- **Text to read**
===============
Chemist In A Transition State

May 5, 2007

Help needed!

Filed under: Uncategorized — Tynchtyk @ 4:12 pm

I have to finish my Diploma Thesis in a couple of days but unfortunately I don’t have access to some very much needed papers.  I will be very grateful if you will be  so kind to send me( atynchtyk@gmail.com ) PDF’s of these papers(I know it is weekend but maybe some of you are still workingin the lab):

1)   Metal Alkynyl Complexes: Synthesis and Materials

Nicholas J. Long, Dr. *, Charlotte K. Williams, Dr

2)  Coordination chemistry of metal alkynyl compounds

3)  Transition metal chemistry of 1,3-diynes, poly-ynes, and related compounds

4)  Some complexes of all-carbon ligands and related chemistry

Thank you very much!
===============
- **What you will do**
Can you pick up the blog post asking for chemistry papers after its final line and carry it on? The listing that comes next isn't needed for anything here.

- **Dataset extract**
===============
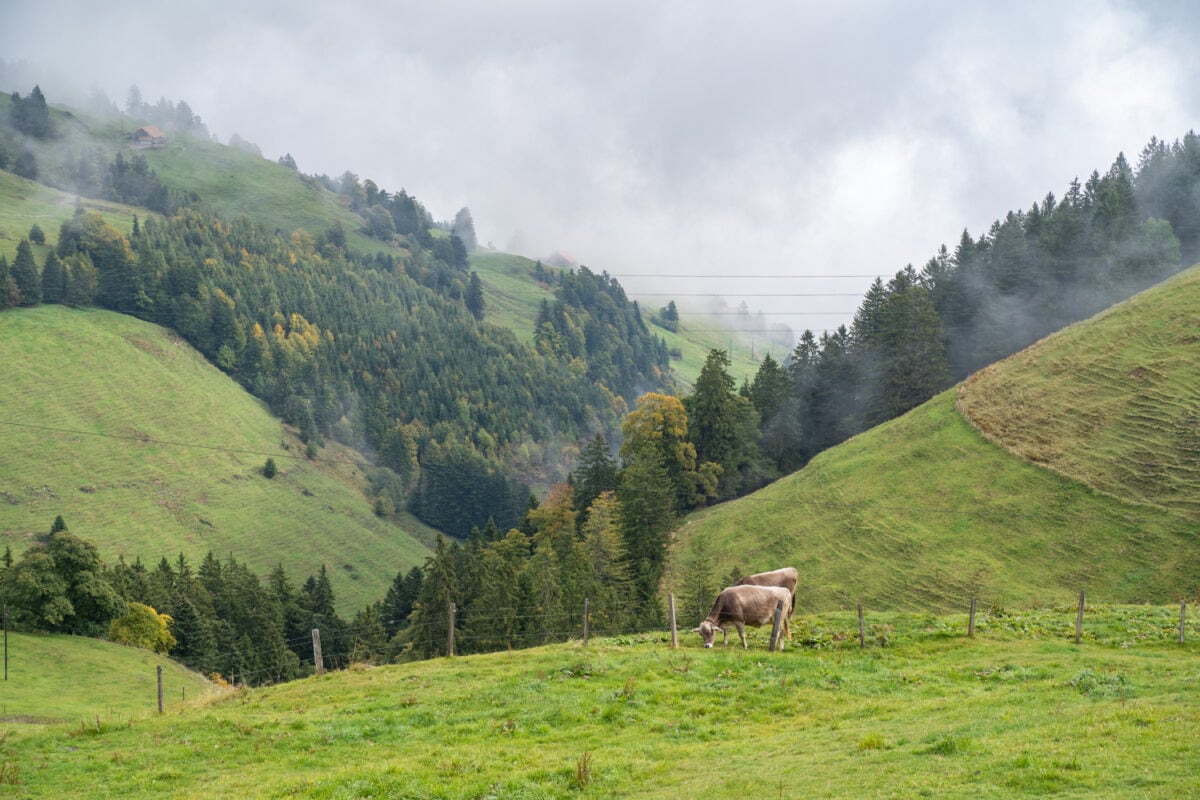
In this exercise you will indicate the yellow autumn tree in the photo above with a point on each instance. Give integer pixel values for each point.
(143, 627)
===============
- **Task response**
May 2, 2007

Cortistatin A

Filed under: Chalk Talk — Tynchtyk @ 12:18 am

I haven’t been doing any retrosynthetic analyses for a long time that my retrosynthesis skills are slowly deteriorating. Also, the number of visitors to this blog have dropped since I stopped Friday Night Retrosynthesis posts. So, to keep myself in good form and to keep this blog more or less interesting a quick retrosynthesis post is exactly what is needed.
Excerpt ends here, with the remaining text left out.